[The request]
Show every line below that contains the word "shopping", copying each one in full.

[Input for this task]
»»
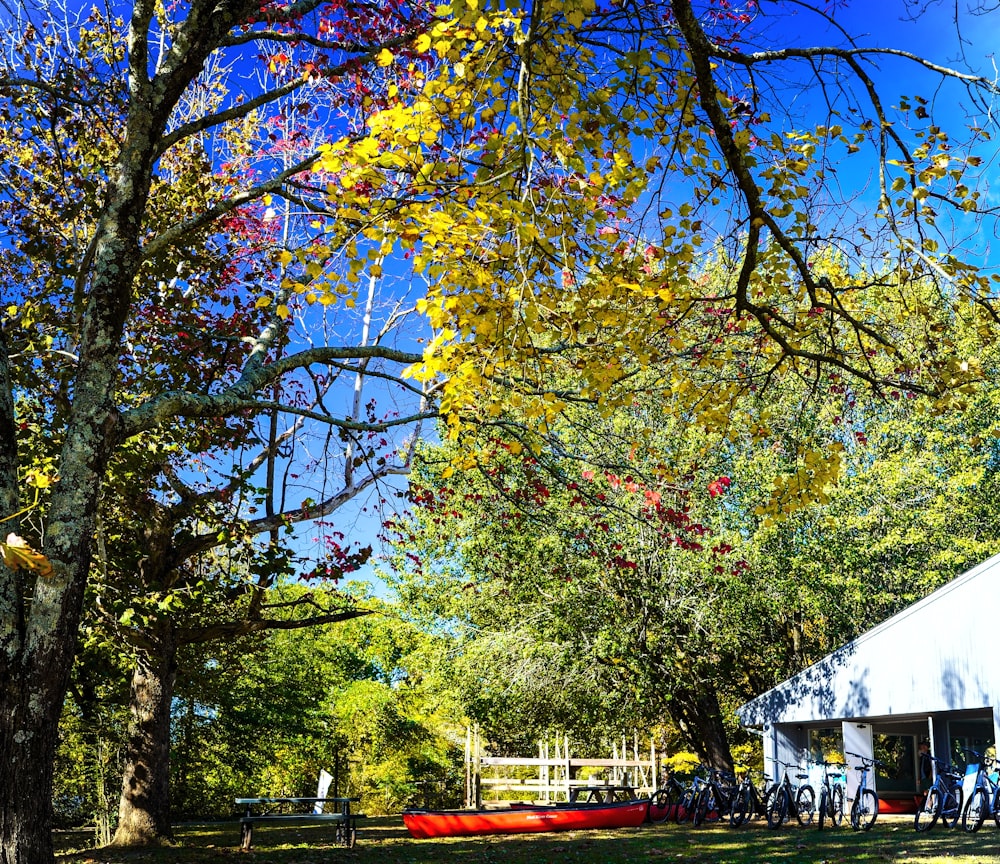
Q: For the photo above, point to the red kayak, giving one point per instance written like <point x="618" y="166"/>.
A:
««
»»
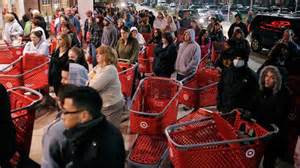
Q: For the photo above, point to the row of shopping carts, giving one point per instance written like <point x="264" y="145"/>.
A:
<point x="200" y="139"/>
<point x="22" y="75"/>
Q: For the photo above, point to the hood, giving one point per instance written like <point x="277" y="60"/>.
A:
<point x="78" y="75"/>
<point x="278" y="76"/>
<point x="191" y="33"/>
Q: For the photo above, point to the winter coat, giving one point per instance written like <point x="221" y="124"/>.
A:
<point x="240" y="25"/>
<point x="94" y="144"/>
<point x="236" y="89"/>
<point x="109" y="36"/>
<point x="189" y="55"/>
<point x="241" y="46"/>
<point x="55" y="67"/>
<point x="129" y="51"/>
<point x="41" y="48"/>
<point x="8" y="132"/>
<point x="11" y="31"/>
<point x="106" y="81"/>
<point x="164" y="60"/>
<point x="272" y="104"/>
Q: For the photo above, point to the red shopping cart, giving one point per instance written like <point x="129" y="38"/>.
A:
««
[Reply to the exercise]
Q: For the photo above, point to the row of shopping carts, giving one point per instance written like <point x="264" y="145"/>.
Q: For the photo above, point to the red shopping cart, giving one point per instance written like <point x="129" y="38"/>.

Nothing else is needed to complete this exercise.